§ **What is expected**:
The required lines are those that contain "dirt"; pull them out of the data and copy them.

═════ Listed entries ═════

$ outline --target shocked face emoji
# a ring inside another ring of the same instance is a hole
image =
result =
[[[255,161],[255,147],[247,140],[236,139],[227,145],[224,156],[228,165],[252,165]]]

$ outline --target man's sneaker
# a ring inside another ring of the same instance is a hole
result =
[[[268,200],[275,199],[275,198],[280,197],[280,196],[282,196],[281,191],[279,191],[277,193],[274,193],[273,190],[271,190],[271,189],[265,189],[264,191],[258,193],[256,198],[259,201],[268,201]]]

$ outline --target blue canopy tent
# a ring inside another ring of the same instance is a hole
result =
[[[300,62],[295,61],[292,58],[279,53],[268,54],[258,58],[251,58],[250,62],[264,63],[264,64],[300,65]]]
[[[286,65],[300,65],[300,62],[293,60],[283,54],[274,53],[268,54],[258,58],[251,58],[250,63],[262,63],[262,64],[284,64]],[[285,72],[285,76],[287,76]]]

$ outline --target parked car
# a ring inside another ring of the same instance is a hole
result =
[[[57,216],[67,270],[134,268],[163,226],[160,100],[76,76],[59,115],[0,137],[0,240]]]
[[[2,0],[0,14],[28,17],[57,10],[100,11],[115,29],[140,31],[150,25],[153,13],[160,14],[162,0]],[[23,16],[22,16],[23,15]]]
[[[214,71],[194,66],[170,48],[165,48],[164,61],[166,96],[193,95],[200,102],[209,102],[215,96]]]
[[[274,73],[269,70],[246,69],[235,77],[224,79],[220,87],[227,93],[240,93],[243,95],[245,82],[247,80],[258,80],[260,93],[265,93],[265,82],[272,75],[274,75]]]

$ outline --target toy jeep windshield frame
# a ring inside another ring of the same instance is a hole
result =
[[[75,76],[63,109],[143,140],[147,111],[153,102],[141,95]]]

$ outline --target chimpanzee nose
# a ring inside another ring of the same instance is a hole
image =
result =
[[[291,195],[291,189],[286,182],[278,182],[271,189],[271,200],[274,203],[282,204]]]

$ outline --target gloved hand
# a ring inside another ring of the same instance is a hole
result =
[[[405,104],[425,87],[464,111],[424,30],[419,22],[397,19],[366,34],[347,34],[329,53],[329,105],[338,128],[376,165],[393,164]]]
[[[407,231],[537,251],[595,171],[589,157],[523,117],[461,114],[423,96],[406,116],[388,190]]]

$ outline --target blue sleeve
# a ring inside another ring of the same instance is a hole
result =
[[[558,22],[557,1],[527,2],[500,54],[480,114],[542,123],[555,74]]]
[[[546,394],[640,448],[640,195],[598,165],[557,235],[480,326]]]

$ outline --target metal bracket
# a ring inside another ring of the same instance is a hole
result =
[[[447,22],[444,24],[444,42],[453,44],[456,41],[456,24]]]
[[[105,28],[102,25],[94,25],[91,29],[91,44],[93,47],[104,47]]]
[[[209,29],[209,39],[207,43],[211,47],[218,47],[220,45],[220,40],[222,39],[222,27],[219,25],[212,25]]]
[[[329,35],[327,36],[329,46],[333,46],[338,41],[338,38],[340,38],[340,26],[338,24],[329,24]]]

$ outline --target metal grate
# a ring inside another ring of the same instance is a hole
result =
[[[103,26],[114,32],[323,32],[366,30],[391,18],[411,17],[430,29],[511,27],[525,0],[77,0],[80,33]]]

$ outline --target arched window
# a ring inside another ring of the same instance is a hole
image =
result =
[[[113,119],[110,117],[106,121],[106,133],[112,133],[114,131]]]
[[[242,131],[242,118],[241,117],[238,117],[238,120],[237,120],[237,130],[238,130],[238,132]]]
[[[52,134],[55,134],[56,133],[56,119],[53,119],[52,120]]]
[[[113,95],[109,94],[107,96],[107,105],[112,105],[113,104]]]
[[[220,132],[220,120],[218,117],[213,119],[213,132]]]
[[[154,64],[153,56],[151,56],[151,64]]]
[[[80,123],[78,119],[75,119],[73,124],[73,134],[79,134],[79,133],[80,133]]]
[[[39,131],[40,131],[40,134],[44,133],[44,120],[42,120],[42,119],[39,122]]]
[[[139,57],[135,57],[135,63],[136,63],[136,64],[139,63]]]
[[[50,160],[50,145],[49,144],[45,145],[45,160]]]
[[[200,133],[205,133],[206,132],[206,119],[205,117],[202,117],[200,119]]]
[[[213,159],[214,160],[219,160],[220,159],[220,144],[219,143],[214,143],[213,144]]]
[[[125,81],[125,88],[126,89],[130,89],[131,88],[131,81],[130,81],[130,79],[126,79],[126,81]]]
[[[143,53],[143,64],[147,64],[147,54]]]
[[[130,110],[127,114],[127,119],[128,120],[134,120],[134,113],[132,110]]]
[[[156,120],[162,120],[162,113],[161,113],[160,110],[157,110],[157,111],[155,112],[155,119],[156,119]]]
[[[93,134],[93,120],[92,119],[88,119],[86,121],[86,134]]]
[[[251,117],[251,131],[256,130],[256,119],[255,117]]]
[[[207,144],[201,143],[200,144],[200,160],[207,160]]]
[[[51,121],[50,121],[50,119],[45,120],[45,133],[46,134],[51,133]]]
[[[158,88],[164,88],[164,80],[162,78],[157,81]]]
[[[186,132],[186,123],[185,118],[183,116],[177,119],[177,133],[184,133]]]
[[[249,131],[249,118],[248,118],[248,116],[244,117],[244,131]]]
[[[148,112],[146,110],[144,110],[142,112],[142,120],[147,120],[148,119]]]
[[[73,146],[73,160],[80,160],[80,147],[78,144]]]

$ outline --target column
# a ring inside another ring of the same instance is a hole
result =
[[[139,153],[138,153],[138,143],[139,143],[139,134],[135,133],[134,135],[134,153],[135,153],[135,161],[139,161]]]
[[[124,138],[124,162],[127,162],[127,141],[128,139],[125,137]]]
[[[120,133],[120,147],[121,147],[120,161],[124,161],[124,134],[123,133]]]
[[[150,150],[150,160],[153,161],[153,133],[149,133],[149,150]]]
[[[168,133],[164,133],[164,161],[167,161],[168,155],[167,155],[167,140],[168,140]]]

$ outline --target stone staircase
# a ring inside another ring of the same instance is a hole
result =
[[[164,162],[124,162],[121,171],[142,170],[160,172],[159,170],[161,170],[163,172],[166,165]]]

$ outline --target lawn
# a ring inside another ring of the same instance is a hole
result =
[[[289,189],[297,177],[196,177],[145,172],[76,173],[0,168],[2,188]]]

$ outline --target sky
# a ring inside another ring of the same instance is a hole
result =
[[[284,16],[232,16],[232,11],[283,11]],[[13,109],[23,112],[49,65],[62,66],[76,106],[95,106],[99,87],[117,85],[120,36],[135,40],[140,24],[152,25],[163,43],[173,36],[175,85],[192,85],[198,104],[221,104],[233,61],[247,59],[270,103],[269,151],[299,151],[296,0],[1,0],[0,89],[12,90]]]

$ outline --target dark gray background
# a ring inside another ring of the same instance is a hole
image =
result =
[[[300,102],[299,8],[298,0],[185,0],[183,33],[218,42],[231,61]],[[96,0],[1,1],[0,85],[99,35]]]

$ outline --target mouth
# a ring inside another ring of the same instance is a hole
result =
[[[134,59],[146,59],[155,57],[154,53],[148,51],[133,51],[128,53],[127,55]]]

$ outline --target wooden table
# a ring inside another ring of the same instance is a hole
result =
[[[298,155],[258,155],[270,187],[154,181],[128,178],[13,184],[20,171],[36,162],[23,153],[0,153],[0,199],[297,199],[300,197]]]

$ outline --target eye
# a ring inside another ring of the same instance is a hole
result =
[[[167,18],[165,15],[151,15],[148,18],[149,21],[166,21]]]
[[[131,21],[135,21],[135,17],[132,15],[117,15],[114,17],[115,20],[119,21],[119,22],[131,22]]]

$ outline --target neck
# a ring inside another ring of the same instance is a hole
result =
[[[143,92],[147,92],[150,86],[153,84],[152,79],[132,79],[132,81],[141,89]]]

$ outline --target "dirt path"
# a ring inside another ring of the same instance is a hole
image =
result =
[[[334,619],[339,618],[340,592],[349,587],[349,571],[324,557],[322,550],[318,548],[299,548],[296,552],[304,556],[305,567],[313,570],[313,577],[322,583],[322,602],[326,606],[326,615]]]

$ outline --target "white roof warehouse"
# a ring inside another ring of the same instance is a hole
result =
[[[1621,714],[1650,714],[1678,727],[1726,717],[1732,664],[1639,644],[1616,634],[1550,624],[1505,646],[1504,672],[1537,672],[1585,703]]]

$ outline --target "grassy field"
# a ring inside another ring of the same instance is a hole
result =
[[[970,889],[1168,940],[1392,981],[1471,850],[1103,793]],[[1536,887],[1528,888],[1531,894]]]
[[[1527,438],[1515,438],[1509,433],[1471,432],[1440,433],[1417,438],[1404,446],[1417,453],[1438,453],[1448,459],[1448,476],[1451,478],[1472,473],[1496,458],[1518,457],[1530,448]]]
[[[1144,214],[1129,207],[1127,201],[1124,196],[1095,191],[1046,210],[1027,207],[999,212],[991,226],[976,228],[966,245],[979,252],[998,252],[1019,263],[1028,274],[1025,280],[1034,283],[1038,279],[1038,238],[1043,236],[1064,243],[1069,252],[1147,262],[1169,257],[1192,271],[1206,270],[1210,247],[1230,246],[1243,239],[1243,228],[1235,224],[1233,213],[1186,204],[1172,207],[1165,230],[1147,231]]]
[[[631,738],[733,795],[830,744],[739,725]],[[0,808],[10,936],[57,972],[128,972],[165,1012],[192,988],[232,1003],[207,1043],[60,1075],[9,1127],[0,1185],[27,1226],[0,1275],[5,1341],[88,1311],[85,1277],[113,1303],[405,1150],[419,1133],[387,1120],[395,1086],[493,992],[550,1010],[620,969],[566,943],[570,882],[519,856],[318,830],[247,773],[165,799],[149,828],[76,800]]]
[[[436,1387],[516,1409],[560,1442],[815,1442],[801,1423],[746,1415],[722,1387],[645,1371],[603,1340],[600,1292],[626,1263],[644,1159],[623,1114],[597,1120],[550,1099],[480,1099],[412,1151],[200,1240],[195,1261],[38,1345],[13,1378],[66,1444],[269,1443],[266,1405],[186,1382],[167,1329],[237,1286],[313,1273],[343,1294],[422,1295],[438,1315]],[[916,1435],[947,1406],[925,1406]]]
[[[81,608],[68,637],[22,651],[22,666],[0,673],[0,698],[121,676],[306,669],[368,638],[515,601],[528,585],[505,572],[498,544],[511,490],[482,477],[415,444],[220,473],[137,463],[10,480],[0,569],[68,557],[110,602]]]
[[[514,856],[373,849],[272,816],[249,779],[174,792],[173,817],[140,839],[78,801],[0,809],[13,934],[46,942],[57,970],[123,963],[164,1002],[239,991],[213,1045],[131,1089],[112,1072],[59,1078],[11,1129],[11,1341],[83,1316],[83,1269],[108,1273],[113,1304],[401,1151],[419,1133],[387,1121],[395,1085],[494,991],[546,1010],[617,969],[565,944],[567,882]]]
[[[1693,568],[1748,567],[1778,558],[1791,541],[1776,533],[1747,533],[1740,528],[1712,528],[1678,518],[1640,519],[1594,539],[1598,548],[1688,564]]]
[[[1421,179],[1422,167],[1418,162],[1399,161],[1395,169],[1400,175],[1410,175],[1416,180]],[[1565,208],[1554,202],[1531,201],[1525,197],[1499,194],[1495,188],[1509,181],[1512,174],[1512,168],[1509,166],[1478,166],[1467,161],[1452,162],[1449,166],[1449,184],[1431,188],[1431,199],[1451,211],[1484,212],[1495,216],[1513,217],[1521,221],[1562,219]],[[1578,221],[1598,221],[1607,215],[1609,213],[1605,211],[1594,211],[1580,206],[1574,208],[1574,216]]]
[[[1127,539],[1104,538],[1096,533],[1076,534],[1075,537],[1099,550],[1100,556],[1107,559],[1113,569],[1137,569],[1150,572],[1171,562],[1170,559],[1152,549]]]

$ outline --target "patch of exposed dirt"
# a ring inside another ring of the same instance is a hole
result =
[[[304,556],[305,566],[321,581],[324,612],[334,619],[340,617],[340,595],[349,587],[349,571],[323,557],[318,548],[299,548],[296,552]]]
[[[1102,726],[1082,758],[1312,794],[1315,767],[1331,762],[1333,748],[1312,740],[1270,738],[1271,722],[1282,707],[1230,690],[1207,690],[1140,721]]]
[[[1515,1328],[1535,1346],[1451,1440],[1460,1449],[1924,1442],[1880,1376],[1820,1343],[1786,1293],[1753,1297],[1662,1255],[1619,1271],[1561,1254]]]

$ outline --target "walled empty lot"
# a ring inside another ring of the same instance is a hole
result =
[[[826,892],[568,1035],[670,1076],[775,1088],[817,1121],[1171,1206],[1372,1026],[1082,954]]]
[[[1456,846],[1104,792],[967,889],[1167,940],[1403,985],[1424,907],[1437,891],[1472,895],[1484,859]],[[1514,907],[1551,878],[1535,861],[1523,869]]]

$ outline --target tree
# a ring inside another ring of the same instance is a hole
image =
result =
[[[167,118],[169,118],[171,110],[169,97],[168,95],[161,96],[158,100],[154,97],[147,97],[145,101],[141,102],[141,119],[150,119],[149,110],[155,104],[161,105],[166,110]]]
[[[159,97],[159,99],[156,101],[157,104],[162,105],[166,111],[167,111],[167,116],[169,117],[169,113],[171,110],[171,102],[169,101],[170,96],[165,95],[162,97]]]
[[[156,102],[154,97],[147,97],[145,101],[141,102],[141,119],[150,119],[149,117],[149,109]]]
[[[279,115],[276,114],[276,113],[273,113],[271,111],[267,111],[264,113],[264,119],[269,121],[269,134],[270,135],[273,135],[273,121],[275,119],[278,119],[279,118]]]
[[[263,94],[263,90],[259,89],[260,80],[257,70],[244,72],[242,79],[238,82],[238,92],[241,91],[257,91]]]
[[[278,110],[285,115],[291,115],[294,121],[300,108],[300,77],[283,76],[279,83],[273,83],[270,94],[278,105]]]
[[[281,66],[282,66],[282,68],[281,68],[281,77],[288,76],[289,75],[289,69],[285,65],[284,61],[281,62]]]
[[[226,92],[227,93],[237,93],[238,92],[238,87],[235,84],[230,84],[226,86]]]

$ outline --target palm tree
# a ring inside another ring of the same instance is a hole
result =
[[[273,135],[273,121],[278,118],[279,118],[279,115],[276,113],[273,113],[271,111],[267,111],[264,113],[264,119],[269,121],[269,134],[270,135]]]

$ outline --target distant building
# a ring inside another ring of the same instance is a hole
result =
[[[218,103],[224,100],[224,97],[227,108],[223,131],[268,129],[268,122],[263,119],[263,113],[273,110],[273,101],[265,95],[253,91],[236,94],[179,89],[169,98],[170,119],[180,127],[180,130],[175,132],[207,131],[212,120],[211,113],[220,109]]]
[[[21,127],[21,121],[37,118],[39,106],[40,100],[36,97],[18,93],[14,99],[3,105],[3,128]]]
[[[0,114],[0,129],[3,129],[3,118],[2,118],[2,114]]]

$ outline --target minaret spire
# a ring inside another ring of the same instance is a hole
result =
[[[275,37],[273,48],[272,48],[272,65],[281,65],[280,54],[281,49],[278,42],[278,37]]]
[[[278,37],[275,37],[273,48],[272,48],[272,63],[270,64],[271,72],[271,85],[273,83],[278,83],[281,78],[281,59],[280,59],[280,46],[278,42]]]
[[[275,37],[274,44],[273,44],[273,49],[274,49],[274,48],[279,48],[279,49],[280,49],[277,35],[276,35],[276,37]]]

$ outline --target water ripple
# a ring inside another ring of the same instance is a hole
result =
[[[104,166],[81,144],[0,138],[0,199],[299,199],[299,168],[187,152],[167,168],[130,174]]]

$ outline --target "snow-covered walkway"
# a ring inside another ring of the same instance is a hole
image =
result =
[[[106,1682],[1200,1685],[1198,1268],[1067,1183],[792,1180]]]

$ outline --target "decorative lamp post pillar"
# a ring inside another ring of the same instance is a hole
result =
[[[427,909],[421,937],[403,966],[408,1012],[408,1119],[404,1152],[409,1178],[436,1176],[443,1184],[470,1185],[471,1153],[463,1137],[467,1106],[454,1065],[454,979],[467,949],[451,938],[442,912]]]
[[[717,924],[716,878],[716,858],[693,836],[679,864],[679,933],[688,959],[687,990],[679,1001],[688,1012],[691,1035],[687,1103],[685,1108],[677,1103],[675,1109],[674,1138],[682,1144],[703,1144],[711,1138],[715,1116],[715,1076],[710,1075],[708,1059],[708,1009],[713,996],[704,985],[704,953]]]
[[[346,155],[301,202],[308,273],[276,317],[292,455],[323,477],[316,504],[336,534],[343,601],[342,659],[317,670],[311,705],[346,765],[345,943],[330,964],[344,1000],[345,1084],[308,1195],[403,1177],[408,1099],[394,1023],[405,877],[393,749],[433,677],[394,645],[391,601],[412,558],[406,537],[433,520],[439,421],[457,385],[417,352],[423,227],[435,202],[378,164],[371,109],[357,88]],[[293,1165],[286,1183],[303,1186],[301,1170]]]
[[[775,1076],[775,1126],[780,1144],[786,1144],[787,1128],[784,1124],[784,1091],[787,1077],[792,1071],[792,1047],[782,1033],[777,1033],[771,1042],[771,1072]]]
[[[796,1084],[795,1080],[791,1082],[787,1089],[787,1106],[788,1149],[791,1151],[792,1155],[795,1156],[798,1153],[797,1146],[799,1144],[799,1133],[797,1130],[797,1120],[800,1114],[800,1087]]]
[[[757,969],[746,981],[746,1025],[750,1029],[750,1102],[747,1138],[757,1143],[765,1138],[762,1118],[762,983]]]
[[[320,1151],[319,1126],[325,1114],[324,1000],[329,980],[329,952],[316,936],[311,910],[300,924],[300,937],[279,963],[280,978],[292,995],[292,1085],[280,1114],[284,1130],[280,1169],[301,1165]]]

═════

§ **Task result**:
$ outline --target "dirt path"
$ outline --target "patch of exposed dirt"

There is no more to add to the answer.